[Document segment Boundary: Start]

FILE PHOTO: The German share price index DAX graph is pictured at the stock exchange in Frankfurt, Germany, September 6, 2019. REUTERS/Staff/File Photo

Germany’s 30-year benchmark bond yield briefly broke into positive territory for the first time in more than a month, while U.S. Treasury yields climbed to 18-day highs.

Safe-haven assets have been caught up in the fixed income sell-off, with gold XAU= touching a one-month trough and Japan’s yen plumbing a five-week low. But equities failed to make gains, as weak Chinese producer prices data dampened the mood.

The bond moves comes as markets are gearing up for Thursday’s European Central Bank (ECB) meeting, which is widely expected to deliver a cut to interest rates and point to further bond-buying stimulus.

However, there is a growing chorus of opinion that ECB policymakers and other central banks with negative interest rates and sub-zero long-term sovereign bond yields are nearing the limits of stimulus policies.

Germany also starts to debate its 2020 budget in parliament later in the day, where Finance Minister Olaf Scholz’s speech will be scrutinized after Reuters reported Berlin was looking into creating a “shadow budget” to boost public investment and effectively circumvent limits set by its national debt rules.

“These stories have become more frequent in recent weeks,” said Deutsche Bank’s Jim Reid. “Whilst the market always gets more excited by the headlines than is justified by hard evidence of any change in policy, it’s fair to conclude that market pressure and chatter on this story is building.”

Europe’s largest economy is teetering on the brink of recession, but strict national spending rules have tied policymakers hands on fiscal policy.

The U.S. Federal Reserve is also widely expected to cut interest rates next week as policymakers race to shield the global economy from risks, which also include Britain’s planned exit from the European Union.

With interest rates plumbing record lows in many countries and the effectiveness of further bond-buying muted by already record-low borrowing costs for governments, attention has turned to increased public spending or tax cuts to fire up growth.

[Document segment Boundary: End]
[Data for analysis Boundary: Start]

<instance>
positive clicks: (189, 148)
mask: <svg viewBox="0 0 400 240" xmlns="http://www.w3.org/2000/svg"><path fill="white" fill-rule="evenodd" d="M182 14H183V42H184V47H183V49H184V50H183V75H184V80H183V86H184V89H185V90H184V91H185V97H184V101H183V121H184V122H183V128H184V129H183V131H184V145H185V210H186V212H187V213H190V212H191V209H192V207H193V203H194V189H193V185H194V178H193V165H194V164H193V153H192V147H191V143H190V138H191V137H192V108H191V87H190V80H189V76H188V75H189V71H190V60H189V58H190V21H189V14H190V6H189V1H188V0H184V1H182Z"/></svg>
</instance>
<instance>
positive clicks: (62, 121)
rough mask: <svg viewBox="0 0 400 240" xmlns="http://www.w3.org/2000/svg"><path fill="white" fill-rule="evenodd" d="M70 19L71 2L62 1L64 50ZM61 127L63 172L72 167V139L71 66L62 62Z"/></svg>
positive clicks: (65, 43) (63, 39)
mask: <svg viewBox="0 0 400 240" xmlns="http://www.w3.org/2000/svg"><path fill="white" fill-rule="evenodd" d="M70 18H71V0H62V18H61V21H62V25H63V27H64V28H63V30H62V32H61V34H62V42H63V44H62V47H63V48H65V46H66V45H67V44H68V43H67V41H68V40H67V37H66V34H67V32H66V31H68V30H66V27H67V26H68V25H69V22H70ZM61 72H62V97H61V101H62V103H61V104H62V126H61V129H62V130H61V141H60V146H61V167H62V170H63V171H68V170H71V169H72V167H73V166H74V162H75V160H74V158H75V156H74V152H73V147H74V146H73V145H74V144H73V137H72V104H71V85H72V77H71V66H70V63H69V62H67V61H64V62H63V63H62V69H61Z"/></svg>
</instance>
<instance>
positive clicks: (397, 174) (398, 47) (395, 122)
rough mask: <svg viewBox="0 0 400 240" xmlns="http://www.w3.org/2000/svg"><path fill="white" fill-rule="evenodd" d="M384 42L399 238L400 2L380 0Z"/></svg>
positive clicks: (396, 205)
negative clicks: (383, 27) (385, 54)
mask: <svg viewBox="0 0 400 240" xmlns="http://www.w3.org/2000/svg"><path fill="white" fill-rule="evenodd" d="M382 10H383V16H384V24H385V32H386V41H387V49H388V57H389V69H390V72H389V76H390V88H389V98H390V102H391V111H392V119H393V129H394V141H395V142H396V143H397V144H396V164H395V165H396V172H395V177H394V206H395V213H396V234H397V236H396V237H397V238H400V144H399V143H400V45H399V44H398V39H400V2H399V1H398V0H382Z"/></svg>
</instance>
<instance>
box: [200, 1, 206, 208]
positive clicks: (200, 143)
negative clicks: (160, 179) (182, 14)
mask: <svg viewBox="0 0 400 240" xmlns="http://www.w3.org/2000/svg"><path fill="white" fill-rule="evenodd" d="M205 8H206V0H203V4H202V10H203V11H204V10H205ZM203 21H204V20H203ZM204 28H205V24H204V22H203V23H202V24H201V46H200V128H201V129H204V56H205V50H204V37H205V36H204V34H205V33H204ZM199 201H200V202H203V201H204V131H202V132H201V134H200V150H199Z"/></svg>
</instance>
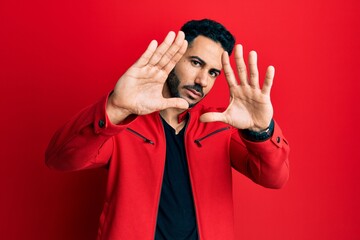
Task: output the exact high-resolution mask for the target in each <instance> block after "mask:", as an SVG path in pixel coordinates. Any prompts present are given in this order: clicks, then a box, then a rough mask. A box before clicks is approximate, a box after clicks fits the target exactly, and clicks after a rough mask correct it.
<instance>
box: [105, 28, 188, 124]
mask: <svg viewBox="0 0 360 240" xmlns="http://www.w3.org/2000/svg"><path fill="white" fill-rule="evenodd" d="M175 37H176V38H175ZM187 45H188V43H187V41H186V40H185V35H184V33H183V32H181V31H180V32H179V33H178V35H177V36H175V33H174V32H169V33H168V35H167V36H166V38H165V40H164V41H163V42H162V43H161V44H160V45H159V46H158V44H157V42H156V41H155V40H153V41H151V43H150V44H149V46H148V48H147V49H146V51H145V52H144V53H143V54H142V56H141V57H140V58H139V59H138V60H137V61H136V62H135V63H134V64H133V65H132V66H131V67H130V68H129V69H128V70H127V71H126V72H125V73H124V75H122V76H121V77H120V79H119V80H118V82H117V83H116V85H115V88H114V91H113V93H112V94H111V95H110V96H109V99H108V103H107V106H106V112H107V114H108V117H109V119H110V121H111V122H112V123H113V124H118V123H120V122H121V121H123V120H124V119H125V118H126V117H127V116H129V115H131V114H136V115H145V114H149V113H152V112H155V111H160V110H163V109H166V108H181V109H187V108H188V107H189V104H188V103H187V101H185V100H184V99H181V98H164V97H163V94H162V93H163V88H164V83H165V82H166V79H167V77H168V75H169V73H170V71H171V70H172V69H173V68H174V66H175V65H176V63H177V62H178V61H179V60H180V59H181V57H182V55H183V54H184V53H185V51H186V49H187Z"/></svg>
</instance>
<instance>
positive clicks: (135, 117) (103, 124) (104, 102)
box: [94, 93, 137, 135]
mask: <svg viewBox="0 0 360 240" xmlns="http://www.w3.org/2000/svg"><path fill="white" fill-rule="evenodd" d="M110 94H111V93H109V94H107V95H106V96H104V97H103V98H101V100H100V101H99V102H98V103H96V104H95V112H94V131H95V133H96V134H101V135H116V134H119V133H120V132H121V131H122V130H123V129H125V128H126V127H127V126H128V125H129V124H130V123H131V122H132V121H134V120H135V119H136V117H137V116H136V115H130V116H128V117H127V118H126V119H124V120H123V121H122V122H121V123H119V124H113V123H111V121H110V119H109V117H108V115H107V114H106V105H107V101H108V98H109V95H110Z"/></svg>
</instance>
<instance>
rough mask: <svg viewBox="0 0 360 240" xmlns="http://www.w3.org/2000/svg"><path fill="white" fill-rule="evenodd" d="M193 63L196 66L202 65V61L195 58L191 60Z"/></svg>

[Data for analysis Boundary: End]

## [Required work]
1. In the bond market article, which meeting are markets gearing up for on Thursday?
2. Please extract every line of the rows that contains the string "positive".

## [Responses]
1. The European Central Bank (ECB) meeting.

2.
positive clicks: (189, 148)
positive clicks: (62, 121)
positive clicks: (65, 43) (63, 39)
positive clicks: (397, 174) (398, 47) (395, 122)
positive clicks: (396, 205)
positive clicks: (200, 143)
positive clicks: (135, 117) (103, 124) (104, 102)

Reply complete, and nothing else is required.